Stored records
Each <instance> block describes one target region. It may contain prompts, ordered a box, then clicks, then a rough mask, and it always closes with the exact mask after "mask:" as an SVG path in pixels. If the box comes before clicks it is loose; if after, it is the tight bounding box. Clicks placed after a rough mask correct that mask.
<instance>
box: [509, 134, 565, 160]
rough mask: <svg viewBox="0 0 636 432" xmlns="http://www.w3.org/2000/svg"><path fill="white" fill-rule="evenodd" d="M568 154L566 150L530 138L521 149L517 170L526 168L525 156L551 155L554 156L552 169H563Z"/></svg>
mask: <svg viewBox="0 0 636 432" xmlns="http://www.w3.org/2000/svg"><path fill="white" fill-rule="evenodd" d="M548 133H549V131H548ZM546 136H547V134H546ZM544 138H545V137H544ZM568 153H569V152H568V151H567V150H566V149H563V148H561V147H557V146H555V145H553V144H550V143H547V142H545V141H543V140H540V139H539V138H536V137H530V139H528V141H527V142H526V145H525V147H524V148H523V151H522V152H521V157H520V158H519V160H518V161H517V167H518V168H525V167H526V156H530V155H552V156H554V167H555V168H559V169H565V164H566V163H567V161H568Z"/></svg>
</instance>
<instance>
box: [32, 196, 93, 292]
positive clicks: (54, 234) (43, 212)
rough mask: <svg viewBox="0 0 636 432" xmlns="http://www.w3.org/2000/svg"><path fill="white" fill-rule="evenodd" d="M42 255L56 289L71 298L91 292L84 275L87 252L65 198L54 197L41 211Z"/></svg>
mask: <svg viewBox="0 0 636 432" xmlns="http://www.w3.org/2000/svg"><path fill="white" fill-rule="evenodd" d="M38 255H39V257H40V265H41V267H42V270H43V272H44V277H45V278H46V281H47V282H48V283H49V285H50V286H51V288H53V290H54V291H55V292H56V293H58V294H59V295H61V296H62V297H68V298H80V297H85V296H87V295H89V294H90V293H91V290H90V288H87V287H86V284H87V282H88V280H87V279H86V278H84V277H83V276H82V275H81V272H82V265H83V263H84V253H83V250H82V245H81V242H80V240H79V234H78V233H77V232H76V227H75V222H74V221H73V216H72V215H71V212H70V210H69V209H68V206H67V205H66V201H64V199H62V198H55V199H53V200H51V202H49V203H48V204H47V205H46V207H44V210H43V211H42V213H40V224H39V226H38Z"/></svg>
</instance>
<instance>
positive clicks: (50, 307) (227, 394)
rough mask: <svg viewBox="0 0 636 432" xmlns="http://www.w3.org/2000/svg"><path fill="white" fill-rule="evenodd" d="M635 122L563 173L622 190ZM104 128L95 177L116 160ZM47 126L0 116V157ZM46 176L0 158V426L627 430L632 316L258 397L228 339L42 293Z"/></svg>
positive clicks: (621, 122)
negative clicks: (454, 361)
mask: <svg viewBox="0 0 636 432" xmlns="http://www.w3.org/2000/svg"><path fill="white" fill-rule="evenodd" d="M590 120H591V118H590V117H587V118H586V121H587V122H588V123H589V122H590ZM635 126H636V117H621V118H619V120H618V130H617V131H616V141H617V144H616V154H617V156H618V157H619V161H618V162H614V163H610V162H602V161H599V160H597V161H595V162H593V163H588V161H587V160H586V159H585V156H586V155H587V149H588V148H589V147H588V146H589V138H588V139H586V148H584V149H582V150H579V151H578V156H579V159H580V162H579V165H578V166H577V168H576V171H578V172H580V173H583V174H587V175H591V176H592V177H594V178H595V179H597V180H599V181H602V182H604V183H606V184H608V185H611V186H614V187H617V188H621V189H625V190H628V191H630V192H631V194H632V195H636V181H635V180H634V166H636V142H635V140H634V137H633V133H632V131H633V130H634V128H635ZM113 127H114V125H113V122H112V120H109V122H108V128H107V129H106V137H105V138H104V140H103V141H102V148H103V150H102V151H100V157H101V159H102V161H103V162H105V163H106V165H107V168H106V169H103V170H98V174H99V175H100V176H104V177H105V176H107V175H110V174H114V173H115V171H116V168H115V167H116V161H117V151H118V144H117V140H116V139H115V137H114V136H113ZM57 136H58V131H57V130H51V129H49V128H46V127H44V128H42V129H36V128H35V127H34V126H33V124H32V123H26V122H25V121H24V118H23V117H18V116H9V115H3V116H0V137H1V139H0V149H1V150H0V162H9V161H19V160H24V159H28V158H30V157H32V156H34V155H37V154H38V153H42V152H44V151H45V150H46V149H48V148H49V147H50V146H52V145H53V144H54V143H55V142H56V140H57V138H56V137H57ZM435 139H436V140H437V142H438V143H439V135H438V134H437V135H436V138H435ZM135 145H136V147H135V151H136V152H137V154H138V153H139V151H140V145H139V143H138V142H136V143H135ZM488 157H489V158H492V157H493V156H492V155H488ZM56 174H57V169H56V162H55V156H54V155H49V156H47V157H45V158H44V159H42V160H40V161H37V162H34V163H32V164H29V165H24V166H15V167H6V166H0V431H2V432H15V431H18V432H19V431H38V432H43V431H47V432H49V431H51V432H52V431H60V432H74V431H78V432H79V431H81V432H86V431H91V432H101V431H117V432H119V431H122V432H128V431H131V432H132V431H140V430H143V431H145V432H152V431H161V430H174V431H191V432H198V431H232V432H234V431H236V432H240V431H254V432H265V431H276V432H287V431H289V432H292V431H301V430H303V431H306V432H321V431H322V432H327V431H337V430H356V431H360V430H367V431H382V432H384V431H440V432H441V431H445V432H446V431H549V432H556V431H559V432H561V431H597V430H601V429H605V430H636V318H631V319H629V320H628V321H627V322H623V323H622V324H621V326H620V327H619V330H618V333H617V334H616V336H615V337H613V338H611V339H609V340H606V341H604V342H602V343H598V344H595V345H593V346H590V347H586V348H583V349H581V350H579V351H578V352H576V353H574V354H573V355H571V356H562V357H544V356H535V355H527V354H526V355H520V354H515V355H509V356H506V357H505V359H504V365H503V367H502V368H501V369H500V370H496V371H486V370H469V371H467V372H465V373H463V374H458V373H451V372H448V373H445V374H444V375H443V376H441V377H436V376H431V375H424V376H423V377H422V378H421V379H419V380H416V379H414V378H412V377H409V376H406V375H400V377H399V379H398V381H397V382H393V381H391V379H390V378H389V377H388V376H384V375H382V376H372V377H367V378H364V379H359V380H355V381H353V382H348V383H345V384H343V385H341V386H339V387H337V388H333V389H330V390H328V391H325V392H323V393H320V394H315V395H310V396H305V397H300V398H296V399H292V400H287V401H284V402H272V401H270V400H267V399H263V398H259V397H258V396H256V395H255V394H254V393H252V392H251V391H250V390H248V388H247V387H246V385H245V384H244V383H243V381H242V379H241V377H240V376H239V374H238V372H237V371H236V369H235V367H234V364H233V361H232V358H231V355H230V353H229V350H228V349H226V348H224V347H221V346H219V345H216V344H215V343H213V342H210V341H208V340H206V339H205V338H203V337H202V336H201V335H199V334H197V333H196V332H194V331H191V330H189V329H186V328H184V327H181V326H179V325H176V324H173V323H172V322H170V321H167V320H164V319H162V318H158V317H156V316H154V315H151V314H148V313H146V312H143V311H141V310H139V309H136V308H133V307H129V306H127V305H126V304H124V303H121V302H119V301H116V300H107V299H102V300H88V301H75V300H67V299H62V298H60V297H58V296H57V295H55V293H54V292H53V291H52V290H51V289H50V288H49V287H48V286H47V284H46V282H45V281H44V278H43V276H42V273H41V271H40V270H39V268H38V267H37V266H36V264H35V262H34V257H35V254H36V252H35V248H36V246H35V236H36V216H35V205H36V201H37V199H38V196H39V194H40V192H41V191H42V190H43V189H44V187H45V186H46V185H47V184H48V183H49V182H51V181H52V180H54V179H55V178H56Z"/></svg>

▶ _Problem details_:
Working through the records above, copy each one exactly.

▶ _Solution for this task_:
Each <instance> block describes one target region. It may contain prompts, ordered a box, then clicks, then a rough mask, and it always closes with the exact mask after "mask:" as an SVG path in pixels. If the box comes before clicks it is loose; if after, it is the tight bounding box. Clicks placed after a rough mask correct that mask.
<instance>
box: [509, 134, 565, 160]
rough mask: <svg viewBox="0 0 636 432" xmlns="http://www.w3.org/2000/svg"><path fill="white" fill-rule="evenodd" d="M568 154L566 150L530 138L521 149L517 170L526 168L525 156L551 155L554 156L552 169H563Z"/></svg>
mask: <svg viewBox="0 0 636 432" xmlns="http://www.w3.org/2000/svg"><path fill="white" fill-rule="evenodd" d="M548 133H549V131H548ZM546 136H547V134H546ZM544 138H545V137H544ZM568 153H569V152H568V151H567V150H566V149H563V148H561V147H557V146H555V145H553V144H550V143H547V142H545V141H543V140H540V139H539V138H536V137H530V139H528V141H527V142H526V145H525V147H524V148H523V151H522V152H521V157H520V158H519V160H518V161H517V167H518V168H525V167H526V156H530V155H552V156H554V167H555V168H559V169H565V164H566V163H567V161H568Z"/></svg>
</instance>
<instance>
box: [32, 196, 93, 292]
positive clicks: (54, 234) (43, 212)
rough mask: <svg viewBox="0 0 636 432" xmlns="http://www.w3.org/2000/svg"><path fill="white" fill-rule="evenodd" d="M42 255L56 289L71 298L91 292L84 275L87 252L65 198L54 197L41 211Z"/></svg>
mask: <svg viewBox="0 0 636 432" xmlns="http://www.w3.org/2000/svg"><path fill="white" fill-rule="evenodd" d="M38 255H39V257H40V265H41V267H42V270H43V272H44V277H45V278H46V281H47V282H48V283H49V285H50V286H51V288H53V290H54V291H55V292H56V293H58V294H59V295H61V296H62V297H68V298H80V297H85V296H87V295H89V294H90V293H91V290H90V288H87V287H86V284H87V282H88V280H87V279H86V278H84V277H83V276H82V275H81V272H82V265H83V263H84V253H83V250H82V245H81V242H80V240H79V234H78V233H77V232H76V227H75V222H74V221H73V216H72V215H71V212H70V210H69V209H68V206H67V205H66V201H64V199H62V198H55V199H53V200H51V202H49V203H48V204H47V205H46V207H44V210H43V211H42V213H40V224H39V226H38Z"/></svg>
</instance>
<instance>
positive clicks: (50, 307) (227, 394)
rough mask: <svg viewBox="0 0 636 432" xmlns="http://www.w3.org/2000/svg"><path fill="white" fill-rule="evenodd" d="M635 122L563 173L622 190ZM104 128L95 177L116 160ZM47 126L0 116V157ZM46 176L0 158V426L627 430L632 316L258 397L228 339L42 293Z"/></svg>
positive clicks: (621, 122)
negative clicks: (454, 361)
mask: <svg viewBox="0 0 636 432" xmlns="http://www.w3.org/2000/svg"><path fill="white" fill-rule="evenodd" d="M590 120H591V118H590V117H587V118H586V121H587V122H588V123H589V122H590ZM635 126H636V117H621V118H619V120H618V130H617V131H616V141H617V144H616V154H617V156H618V157H619V161H618V162H614V163H610V162H602V161H599V160H597V161H595V162H593V163H588V161H587V160H586V159H585V156H586V155H587V149H588V148H589V147H588V146H589V138H588V139H586V148H584V149H582V150H579V151H578V156H579V159H580V162H579V165H578V166H577V168H576V171H578V172H580V173H583V174H587V175H591V176H592V177H594V178H595V179H597V180H599V181H602V182H604V183H606V184H608V185H611V186H614V187H617V188H621V189H625V190H628V191H630V192H631V194H632V195H636V181H635V180H634V166H636V142H635V140H634V137H633V133H632V131H633V130H634V128H635ZM113 127H114V125H113V122H112V120H109V122H108V128H107V129H106V137H105V138H104V140H103V141H102V148H103V150H102V151H100V157H101V159H102V161H103V162H105V163H106V165H107V168H106V169H103V170H98V174H99V175H100V176H104V177H105V176H107V175H110V174H114V173H115V171H116V168H115V167H116V161H117V151H118V144H117V140H116V139H115V137H114V136H113ZM57 136H58V131H57V130H51V129H49V128H46V127H44V128H42V129H36V128H35V127H34V126H33V124H32V123H26V122H25V121H24V118H23V117H18V116H9V115H3V116H0V137H1V139H0V149H1V150H0V162H9V161H19V160H24V159H28V158H30V157H32V156H34V155H37V154H38V153H42V152H44V151H45V150H46V149H48V148H49V147H50V146H52V145H53V144H54V143H55V142H56V140H57V138H56V137H57ZM435 139H436V140H437V142H438V143H439V135H438V134H437V135H436V138H435ZM135 145H136V147H135V151H136V152H137V154H138V153H139V151H140V145H139V143H138V142H136V143H135ZM488 157H489V158H492V157H493V156H492V155H488ZM56 174H57V169H56V162H55V156H54V155H49V156H47V157H45V158H44V159H42V160H40V161H37V162H34V163H32V164H29V165H24V166H15V167H6V166H0V431H2V432H15V431H18V432H19V431H38V432H43V431H47V432H49V431H51V432H52V431H60V432H74V431H78V432H79V431H81V432H86V431H91V432H101V431H117V432H119V431H122V432H128V431H131V432H132V431H140V430H143V431H145V432H152V431H161V430H174V431H191V432H198V431H232V432H234V431H236V432H240V431H254V432H265V431H276V432H287V431H289V432H292V431H301V430H303V431H306V432H321V431H322V432H327V431H337V430H356V431H360V430H367V431H382V432H384V431H440V432H441V431H445V432H446V431H549V432H556V431H559V432H561V431H597V430H601V429H605V430H636V318H631V319H629V320H628V321H627V322H623V323H622V324H621V326H620V327H619V330H618V333H617V334H616V336H615V337H613V338H611V339H609V340H606V341H604V342H602V343H598V344H595V345H593V346H590V347H586V348H583V349H581V350H579V351H578V352H576V353H574V354H573V355H571V356H562V357H544V356H535V355H527V354H526V355H520V354H515V355H509V356H506V357H505V359H504V365H503V367H502V368H501V369H500V370H496V371H486V370H469V371H467V372H465V373H463V374H458V373H451V372H448V373H445V374H444V375H443V376H441V377H436V376H431V375H424V376H423V377H422V378H421V379H419V380H416V379H414V378H412V377H409V376H406V375H400V377H399V379H398V381H397V382H393V381H391V379H390V378H389V377H388V376H384V375H382V376H372V377H367V378H364V379H359V380H355V381H353V382H348V383H345V384H343V385H341V386H339V387H337V388H333V389H330V390H328V391H325V392H323V393H320V394H315V395H310V396H305V397H300V398H296V399H292V400H287V401H284V402H272V401H270V400H267V399H263V398H259V397H258V396H256V395H255V394H254V393H252V392H251V391H250V390H248V388H247V387H246V385H245V384H244V383H243V381H242V379H241V377H240V376H239V374H238V372H237V371H236V369H235V367H234V364H233V361H232V358H231V355H230V353H229V350H228V349H226V348H224V347H221V346H219V345H216V344H215V343H213V342H210V341H208V340H206V339H205V338H203V337H202V336H201V335H199V334H197V333H196V332H194V331H191V330H189V329H186V328H184V327H181V326H179V325H176V324H173V323H172V322H170V321H167V320H164V319H162V318H158V317H156V316H154V315H151V314H148V313H146V312H143V311H141V310H139V309H136V308H133V307H129V306H127V305H126V304H124V303H121V302H119V301H116V300H107V299H102V300H88V301H75V300H67V299H62V298H60V297H58V296H57V295H55V293H54V292H53V291H52V290H51V289H50V288H49V287H48V286H47V284H46V282H45V281H44V278H43V276H42V273H41V271H40V270H39V268H38V267H37V266H36V264H35V262H34V257H35V254H36V252H35V248H36V246H35V236H36V216H35V205H36V201H37V199H38V196H39V194H40V192H41V191H42V190H43V189H44V187H45V186H46V185H47V184H48V183H49V182H51V181H52V180H54V179H55V178H56Z"/></svg>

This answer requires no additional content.